Segment Start: Data for processing

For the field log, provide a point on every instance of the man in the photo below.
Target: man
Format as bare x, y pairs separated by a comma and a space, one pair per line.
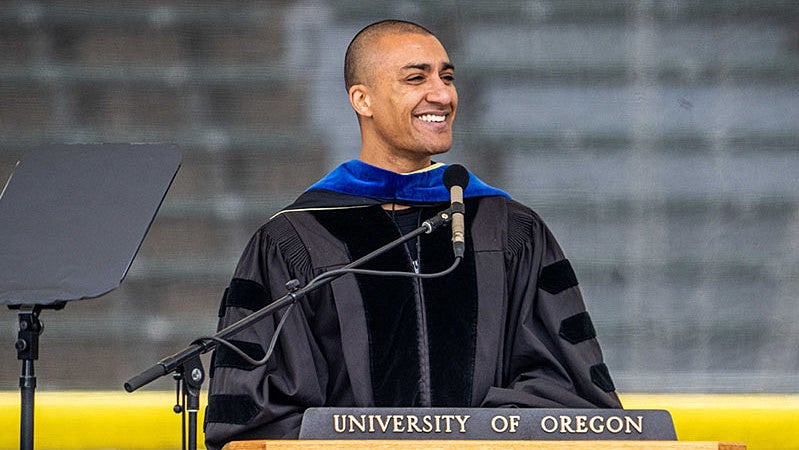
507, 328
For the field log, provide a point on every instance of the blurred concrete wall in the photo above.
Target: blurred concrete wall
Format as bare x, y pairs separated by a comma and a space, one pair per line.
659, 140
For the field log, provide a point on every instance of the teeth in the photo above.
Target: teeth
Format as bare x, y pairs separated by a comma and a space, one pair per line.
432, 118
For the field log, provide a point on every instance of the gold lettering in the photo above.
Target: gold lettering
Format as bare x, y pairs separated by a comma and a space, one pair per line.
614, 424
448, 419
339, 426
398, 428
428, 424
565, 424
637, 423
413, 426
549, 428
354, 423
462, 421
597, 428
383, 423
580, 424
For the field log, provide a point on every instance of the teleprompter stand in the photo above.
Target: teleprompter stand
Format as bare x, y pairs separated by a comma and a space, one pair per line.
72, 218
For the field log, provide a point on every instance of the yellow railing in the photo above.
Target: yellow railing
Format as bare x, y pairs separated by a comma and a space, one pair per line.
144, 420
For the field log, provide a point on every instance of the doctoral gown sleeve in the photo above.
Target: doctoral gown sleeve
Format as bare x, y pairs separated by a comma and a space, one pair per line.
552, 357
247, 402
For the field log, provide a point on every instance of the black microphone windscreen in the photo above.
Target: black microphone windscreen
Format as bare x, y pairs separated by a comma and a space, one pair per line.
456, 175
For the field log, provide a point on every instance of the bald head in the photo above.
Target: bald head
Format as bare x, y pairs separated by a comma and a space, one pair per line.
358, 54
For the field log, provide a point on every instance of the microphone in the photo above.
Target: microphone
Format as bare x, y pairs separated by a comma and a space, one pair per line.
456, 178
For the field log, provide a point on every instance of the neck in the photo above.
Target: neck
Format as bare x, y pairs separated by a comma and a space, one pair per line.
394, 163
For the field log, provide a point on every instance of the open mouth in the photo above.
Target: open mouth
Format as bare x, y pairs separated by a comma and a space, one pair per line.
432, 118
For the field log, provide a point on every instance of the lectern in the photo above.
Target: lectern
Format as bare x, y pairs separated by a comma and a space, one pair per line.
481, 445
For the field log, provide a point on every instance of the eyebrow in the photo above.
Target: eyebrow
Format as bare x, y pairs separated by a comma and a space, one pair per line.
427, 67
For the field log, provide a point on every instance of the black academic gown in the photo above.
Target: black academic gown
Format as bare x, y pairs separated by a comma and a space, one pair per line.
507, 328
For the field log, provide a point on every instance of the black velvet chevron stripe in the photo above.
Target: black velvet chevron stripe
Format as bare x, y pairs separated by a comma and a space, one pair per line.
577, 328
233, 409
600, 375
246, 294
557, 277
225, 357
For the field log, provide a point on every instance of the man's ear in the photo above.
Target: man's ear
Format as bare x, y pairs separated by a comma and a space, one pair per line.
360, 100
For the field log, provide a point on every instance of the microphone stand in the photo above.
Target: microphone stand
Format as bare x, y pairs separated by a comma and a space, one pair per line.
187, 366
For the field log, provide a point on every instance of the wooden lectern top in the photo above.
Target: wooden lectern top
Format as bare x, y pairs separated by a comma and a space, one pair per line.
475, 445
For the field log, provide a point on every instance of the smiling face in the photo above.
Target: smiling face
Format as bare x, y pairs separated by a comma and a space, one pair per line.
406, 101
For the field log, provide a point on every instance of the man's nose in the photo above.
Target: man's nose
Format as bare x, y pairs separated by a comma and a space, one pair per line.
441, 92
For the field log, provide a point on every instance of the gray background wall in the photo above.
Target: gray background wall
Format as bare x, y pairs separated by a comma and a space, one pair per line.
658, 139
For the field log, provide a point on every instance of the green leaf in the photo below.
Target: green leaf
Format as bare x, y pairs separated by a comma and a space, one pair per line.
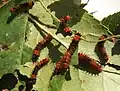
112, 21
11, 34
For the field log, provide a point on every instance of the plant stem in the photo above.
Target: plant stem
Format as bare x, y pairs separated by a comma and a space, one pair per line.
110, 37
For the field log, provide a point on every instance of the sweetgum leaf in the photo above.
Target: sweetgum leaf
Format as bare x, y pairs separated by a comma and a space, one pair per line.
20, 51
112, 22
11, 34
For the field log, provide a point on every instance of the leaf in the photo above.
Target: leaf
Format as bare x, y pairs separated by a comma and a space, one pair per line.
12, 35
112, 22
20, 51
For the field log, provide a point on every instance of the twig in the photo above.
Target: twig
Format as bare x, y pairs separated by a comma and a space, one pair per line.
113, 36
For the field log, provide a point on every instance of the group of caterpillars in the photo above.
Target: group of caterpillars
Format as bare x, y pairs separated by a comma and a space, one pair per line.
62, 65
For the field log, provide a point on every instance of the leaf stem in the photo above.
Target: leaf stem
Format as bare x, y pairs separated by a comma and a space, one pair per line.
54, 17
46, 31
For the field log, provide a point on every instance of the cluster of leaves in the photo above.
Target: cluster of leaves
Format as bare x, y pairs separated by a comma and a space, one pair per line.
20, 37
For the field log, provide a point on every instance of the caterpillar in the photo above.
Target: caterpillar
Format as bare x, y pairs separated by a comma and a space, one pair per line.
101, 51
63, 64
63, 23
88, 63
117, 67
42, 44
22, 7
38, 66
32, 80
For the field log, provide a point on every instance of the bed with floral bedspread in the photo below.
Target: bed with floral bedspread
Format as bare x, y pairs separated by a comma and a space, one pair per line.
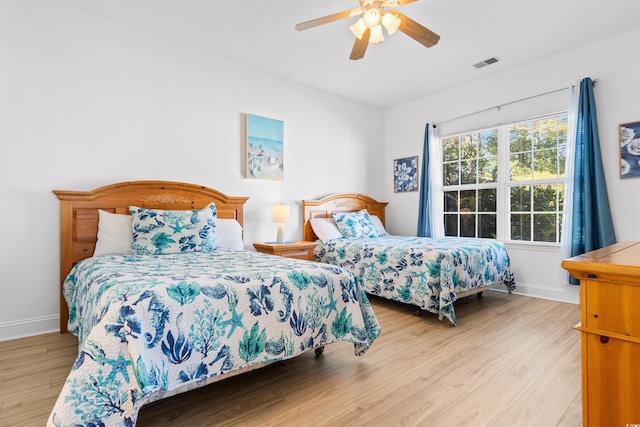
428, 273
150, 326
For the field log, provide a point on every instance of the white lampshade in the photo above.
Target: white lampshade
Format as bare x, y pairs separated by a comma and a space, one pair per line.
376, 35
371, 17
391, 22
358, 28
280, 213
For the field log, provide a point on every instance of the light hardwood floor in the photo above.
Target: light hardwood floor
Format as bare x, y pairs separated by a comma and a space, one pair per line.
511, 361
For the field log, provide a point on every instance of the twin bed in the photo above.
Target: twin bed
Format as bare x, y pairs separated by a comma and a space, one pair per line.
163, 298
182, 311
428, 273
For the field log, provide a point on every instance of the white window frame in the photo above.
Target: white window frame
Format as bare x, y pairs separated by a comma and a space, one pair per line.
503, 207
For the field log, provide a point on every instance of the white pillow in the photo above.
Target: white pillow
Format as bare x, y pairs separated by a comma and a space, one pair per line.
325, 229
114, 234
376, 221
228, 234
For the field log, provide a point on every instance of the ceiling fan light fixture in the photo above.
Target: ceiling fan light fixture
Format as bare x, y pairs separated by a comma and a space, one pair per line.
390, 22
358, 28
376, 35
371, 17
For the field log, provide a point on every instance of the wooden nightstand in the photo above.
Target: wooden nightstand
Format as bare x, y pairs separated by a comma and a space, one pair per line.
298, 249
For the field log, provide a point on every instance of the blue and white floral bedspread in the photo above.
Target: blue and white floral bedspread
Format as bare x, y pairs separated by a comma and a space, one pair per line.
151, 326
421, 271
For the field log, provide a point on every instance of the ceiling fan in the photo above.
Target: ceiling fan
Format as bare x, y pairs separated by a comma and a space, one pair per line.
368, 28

Segment End: Data for processing
Segment Start: Data for processing

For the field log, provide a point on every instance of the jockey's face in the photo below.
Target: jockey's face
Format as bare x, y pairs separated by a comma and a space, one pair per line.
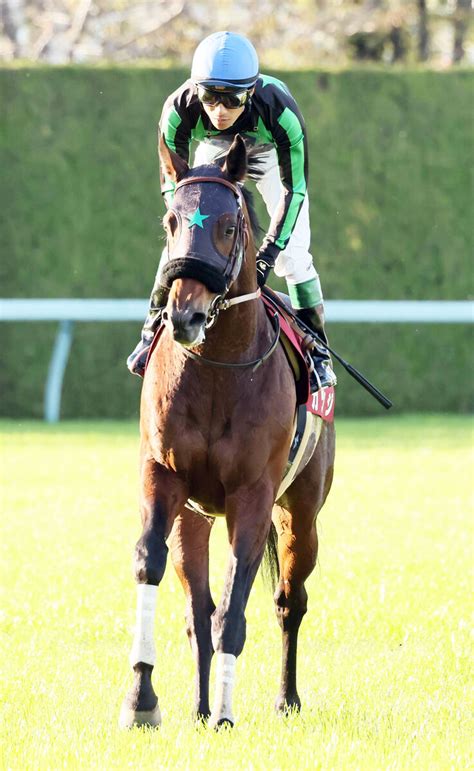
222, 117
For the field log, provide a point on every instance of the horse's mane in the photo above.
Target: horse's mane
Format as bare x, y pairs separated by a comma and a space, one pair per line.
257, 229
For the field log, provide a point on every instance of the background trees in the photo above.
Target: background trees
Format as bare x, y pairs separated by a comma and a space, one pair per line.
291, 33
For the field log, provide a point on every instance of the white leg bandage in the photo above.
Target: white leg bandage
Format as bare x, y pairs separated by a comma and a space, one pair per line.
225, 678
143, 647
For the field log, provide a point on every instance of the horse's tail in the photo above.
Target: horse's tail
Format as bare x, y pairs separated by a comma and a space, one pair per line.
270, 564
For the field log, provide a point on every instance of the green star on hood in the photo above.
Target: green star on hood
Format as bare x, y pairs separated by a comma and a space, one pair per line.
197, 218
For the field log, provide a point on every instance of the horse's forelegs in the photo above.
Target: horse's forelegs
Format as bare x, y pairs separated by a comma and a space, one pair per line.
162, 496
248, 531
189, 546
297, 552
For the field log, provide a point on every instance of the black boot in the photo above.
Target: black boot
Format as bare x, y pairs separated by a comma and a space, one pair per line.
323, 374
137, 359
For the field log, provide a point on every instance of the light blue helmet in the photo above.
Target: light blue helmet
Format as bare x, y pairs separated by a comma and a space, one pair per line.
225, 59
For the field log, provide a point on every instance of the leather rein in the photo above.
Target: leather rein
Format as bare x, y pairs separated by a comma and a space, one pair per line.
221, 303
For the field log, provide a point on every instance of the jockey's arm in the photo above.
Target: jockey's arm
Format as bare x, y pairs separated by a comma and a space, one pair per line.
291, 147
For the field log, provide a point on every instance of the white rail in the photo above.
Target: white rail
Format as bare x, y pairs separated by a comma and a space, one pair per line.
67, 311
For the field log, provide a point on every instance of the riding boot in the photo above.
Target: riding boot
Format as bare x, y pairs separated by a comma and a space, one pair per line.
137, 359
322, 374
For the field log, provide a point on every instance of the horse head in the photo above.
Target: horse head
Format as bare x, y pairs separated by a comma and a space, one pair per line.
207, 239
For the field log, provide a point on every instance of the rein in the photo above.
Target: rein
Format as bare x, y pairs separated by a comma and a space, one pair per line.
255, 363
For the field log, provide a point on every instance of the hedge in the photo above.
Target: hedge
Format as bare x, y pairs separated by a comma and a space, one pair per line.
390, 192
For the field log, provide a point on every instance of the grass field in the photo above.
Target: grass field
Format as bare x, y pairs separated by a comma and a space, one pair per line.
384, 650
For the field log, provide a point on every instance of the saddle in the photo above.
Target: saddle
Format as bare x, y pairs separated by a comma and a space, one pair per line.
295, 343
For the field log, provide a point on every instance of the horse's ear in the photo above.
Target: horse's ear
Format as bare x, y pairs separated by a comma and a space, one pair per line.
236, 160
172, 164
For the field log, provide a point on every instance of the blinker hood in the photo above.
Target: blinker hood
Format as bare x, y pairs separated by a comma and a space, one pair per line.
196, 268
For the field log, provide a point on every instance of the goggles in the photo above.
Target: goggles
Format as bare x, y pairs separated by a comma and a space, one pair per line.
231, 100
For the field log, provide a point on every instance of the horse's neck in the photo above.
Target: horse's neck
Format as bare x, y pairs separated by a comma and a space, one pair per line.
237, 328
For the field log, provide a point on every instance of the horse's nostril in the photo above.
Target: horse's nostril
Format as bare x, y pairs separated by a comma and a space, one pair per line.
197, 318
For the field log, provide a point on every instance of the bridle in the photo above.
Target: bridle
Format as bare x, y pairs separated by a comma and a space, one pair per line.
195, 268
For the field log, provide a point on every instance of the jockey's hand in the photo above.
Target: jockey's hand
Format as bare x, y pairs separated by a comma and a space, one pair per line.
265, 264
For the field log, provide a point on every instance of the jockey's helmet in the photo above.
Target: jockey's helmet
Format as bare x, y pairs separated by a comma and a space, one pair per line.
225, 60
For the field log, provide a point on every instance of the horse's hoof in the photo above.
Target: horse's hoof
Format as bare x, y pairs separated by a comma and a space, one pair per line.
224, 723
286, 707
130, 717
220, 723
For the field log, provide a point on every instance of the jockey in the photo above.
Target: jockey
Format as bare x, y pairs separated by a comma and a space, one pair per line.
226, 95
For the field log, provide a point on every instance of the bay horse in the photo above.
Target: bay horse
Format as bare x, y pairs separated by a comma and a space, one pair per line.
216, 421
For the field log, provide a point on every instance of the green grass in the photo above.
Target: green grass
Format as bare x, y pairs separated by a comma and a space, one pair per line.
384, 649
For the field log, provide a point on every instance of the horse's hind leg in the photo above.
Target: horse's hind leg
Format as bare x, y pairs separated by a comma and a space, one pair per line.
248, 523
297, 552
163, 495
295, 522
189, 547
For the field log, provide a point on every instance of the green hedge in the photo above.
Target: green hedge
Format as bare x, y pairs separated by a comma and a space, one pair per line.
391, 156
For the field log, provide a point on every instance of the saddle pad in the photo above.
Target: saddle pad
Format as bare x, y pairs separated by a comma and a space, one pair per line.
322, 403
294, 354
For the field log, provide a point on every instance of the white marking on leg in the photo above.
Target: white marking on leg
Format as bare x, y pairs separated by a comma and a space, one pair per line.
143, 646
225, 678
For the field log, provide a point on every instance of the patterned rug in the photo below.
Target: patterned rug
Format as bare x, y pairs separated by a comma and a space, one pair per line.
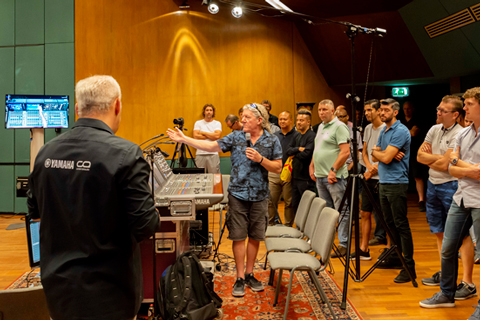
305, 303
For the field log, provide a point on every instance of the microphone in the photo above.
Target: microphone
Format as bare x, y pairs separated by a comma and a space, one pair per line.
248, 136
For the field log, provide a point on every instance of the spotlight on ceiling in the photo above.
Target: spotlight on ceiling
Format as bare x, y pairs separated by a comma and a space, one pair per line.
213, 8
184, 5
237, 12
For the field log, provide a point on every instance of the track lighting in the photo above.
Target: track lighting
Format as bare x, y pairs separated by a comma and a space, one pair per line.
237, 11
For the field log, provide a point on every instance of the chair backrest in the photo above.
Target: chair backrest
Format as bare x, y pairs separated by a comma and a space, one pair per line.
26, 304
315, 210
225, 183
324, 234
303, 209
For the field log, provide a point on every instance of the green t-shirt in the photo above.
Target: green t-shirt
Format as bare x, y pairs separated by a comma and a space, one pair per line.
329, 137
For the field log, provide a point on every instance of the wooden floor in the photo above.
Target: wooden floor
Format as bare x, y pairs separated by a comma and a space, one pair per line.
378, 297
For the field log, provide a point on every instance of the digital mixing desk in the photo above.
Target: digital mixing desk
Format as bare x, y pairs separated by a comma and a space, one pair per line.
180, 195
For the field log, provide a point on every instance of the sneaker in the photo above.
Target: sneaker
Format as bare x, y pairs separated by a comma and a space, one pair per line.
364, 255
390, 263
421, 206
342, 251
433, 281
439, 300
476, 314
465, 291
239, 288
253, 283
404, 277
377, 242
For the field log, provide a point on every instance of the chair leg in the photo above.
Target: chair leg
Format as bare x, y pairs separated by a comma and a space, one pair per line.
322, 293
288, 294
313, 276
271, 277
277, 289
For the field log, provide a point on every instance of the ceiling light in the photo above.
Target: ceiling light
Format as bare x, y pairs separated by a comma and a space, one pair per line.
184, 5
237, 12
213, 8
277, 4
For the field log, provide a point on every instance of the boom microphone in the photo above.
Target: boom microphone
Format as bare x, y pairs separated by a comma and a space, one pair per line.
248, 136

Segment End: Data for processing
Segment Start: Data for processing

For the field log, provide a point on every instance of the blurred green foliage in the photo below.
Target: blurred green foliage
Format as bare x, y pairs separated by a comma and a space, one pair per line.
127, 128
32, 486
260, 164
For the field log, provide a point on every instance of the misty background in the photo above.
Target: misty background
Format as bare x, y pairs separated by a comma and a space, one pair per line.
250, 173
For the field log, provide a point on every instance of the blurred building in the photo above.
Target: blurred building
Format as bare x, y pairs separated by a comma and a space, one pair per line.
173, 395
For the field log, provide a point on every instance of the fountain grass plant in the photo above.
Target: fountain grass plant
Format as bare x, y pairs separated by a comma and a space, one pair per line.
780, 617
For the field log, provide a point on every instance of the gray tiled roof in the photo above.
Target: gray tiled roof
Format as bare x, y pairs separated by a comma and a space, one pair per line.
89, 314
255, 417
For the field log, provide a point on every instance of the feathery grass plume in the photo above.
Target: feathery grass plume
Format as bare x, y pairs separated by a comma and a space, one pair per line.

Segment End: Data for processing

• [Exercise brief]: Go through the entries above and copy each line with "digital" in it.

• [Answer for this exercise]:
For the field log, provide a point on every instance of the digital mixing desk in the photo above.
Target: digital mixing desk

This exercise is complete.